Both Curaleaf and GTI Maryland hired three lobbyists each during the legislative session that ended Monday to focus on cannabis issues.
Curaleaf’s lobbying reports state that it is focused on issues such as “dispensary licensing” and “requirements placed upon those licensees.”
Del. Cheryl Glenn, a Baltimore Democrat, said some companies hinted at suing Maryland if the networks they built were undermined if lawmakers closed the loophole.
Glenn was one of the lawmakers upset last year that the Maryland Medical Cannabis Commission had allowed such consolidation.
The commission informed lawmakers that while license “ownership” was limited to one dispensary, “there are no restrictions in law preventing a business from managing or operating multiple dispensaries,” according to commission spokeswoman, Jennifer White.
The original legislation introduced by West called for allowing companies to operate up to six dispensaries either through ownership or management agreements.
But Glenn said lawmakers settled on four dispensaries as a compromise between those who wanted a maximum of five and those who wanted a limit of three. Four is also the number many lawmakers believed GTI was already operating, West said.
Without a clear fix in state law, the bigger companies raising millions of dollars on a Canadian stock market could have continued to take control of as many dispensaries as they could through management agreements, Glenn said. The House of Delegates passed the Senate-approved measure Saturday.
“We all agreed that something needed to be in place in the law to restrict the number of dispensaries they could own,” Glenn said. “We didn’t anticipate this issue when the program was put into place. We didn’t anticipate the issue of management agreements.”
West said many existing dispensaries wanted the limit set at three but that the final bill represented a “win-win compromise for all of the stakeholders.”

* _Assignment_: How would the Maryland cannabis dispensary article continue after its last paragraph? Write the next part.

Records drawn from a dataset:
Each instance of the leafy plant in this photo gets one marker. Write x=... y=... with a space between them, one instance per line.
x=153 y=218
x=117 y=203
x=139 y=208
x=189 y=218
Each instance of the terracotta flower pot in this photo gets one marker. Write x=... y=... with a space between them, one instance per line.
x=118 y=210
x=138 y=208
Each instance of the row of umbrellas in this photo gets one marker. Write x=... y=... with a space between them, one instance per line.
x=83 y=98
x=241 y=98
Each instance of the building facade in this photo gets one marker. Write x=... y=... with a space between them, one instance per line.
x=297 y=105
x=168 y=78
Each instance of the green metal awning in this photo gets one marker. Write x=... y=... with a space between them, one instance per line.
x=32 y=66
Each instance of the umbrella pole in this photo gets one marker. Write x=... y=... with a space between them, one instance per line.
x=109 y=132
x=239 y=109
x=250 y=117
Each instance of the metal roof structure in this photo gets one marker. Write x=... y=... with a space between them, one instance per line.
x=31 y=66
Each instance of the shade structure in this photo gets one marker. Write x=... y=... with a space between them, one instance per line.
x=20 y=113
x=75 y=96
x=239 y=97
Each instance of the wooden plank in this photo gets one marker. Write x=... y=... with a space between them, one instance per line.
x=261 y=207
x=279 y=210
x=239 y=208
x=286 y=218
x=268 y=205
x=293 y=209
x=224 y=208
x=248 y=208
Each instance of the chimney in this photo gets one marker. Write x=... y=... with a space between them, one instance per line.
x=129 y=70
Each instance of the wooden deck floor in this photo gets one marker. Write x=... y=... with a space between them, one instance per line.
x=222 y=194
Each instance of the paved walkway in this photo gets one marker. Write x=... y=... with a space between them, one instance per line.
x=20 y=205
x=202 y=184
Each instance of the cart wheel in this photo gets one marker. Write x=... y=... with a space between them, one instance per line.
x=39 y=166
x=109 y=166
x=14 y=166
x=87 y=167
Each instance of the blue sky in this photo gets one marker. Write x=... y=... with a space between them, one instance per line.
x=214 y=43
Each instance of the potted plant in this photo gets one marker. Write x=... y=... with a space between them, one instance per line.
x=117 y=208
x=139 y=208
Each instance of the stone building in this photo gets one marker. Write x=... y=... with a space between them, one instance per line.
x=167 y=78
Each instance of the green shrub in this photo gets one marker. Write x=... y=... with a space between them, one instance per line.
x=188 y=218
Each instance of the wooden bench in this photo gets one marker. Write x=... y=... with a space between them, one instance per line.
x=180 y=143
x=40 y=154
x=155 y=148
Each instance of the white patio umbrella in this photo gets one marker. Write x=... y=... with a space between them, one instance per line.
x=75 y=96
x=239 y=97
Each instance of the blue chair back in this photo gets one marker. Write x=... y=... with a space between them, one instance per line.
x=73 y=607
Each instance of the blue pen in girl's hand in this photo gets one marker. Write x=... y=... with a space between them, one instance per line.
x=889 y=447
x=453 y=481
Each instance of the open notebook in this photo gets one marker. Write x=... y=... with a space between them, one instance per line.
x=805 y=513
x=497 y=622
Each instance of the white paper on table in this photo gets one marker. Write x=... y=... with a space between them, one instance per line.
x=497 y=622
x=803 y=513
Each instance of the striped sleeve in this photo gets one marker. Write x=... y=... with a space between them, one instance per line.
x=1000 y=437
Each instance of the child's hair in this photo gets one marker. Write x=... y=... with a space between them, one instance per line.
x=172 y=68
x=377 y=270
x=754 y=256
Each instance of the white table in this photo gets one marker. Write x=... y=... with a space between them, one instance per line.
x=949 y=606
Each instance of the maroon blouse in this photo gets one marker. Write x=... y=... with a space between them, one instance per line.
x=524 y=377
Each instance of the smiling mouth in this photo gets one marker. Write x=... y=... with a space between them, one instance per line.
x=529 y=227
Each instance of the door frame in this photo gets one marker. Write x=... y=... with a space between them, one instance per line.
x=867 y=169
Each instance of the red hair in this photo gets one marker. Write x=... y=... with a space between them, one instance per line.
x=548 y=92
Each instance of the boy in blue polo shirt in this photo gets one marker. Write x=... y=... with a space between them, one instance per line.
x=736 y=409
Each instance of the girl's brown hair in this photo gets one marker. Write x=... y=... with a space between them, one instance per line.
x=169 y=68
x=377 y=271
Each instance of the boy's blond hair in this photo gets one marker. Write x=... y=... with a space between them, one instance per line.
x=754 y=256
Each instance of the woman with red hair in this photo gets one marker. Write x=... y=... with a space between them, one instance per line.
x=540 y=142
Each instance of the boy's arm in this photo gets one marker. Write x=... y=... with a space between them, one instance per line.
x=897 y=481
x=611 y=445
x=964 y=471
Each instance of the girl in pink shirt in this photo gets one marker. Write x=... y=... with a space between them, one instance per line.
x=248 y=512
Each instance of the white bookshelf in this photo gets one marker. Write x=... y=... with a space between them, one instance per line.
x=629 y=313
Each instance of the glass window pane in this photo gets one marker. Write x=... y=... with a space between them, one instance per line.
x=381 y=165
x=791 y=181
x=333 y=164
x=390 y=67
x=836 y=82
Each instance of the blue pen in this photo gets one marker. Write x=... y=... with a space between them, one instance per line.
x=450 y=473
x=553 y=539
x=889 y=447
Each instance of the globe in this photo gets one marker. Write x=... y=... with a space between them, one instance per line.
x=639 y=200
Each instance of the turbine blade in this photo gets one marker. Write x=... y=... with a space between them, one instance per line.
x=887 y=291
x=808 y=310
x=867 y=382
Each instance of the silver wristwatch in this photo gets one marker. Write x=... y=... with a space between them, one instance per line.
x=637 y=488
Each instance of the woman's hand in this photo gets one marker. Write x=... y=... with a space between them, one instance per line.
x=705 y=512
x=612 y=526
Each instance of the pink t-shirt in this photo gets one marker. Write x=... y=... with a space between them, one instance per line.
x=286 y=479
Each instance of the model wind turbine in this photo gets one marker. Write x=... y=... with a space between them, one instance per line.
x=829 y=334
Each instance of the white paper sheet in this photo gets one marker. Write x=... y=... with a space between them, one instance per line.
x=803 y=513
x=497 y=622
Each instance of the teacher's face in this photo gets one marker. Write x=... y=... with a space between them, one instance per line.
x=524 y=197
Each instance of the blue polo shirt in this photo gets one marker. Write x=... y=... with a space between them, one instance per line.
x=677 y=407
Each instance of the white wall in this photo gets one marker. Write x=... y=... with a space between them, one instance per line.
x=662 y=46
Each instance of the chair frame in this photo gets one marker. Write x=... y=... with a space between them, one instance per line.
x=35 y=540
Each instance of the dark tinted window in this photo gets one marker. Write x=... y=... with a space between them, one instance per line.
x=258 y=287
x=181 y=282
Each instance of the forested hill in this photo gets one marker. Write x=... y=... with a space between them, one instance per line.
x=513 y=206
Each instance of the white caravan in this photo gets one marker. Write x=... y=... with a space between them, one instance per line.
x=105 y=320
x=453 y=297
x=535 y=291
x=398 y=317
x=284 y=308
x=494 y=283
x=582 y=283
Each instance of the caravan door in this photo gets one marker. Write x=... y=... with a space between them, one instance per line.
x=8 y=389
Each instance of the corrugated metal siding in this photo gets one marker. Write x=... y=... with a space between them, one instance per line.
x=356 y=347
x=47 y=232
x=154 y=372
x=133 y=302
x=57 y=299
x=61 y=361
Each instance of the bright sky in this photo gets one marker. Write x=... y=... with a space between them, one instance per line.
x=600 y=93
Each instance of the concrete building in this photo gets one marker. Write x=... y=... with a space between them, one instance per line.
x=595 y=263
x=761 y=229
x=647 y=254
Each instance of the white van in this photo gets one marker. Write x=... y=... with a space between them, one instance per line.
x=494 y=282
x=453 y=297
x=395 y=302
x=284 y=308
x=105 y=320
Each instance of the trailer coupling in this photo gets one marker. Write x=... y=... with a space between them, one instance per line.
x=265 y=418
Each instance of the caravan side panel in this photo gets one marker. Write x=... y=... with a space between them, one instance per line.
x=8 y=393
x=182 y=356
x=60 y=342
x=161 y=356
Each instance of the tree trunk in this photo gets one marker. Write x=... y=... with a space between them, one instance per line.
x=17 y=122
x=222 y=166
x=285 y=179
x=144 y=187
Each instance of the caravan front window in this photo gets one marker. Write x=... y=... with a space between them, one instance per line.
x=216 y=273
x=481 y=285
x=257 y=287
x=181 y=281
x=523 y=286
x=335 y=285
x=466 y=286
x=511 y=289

* _Response area_:
Barch said limiting companies to controlling no more than three dispensaries would have been better to assure more competition for market share — especially for companies that will be competing for the four new grower licenses that lawmakers hope will go to diverse companies.
“These out-of-state companies are not going to stop coming,” Barch said. “If you keep the limit at three the probability of getting monopolies is less likely.”
And new minority firms, he added, would have a better chance at success if there were still dispensary licenses available to be acquired.
“What we don’t want to happen is to have these guys get open and complain there are not enough dispensary licenses” for them to sell their products, Barch said.
Legislators also agreed to apply state antitrust rules to prevent big firms from selling products below the cost to produce them and to assure independent cannabis companies that the state would not “stand by and allow multi-dispensary owners to use unfair competitive tactics to harm the small dispensary owners,” West said.
Glenn said the state cannabis commission has agreed to complete the application process for new growers and processors before completing the remaining dispensary awards.
“You have to expect bumps along the way in a new industry,” she said. “There’s always a legislative fix that is possible.”